## Exercise directions
Rewrite every line of the items below, including the instruction lines, and add 150 to each bounding-box coordinate in the answers.

(Saved data entries)
(begin)

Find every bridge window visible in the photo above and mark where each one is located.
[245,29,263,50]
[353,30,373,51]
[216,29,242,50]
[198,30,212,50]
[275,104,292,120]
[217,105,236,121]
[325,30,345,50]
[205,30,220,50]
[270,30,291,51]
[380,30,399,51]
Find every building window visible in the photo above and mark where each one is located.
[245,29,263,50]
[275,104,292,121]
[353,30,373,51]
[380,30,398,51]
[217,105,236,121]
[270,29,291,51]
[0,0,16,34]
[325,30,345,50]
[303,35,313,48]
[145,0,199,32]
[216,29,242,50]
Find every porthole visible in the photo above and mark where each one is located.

(end)

## Full answer
Find every bridge window visible in the photo above and mark where each one is located.
[395,179,413,200]
[503,180,523,201]
[366,179,392,200]
[348,180,362,200]
[425,254,442,270]
[367,255,386,271]
[475,180,495,200]
[355,180,370,200]
[420,180,441,201]
[530,180,549,201]
Find every building window visible in the photo above and mark where each one is located.
[395,179,413,200]
[425,254,442,271]
[503,180,523,201]
[530,180,548,201]
[367,255,386,271]
[420,179,441,201]
[150,150,166,184]
[475,180,495,200]
[453,185,463,198]
[295,150,349,182]
[366,179,392,200]
Find every porthole visible in the photo above and mark where each one is located.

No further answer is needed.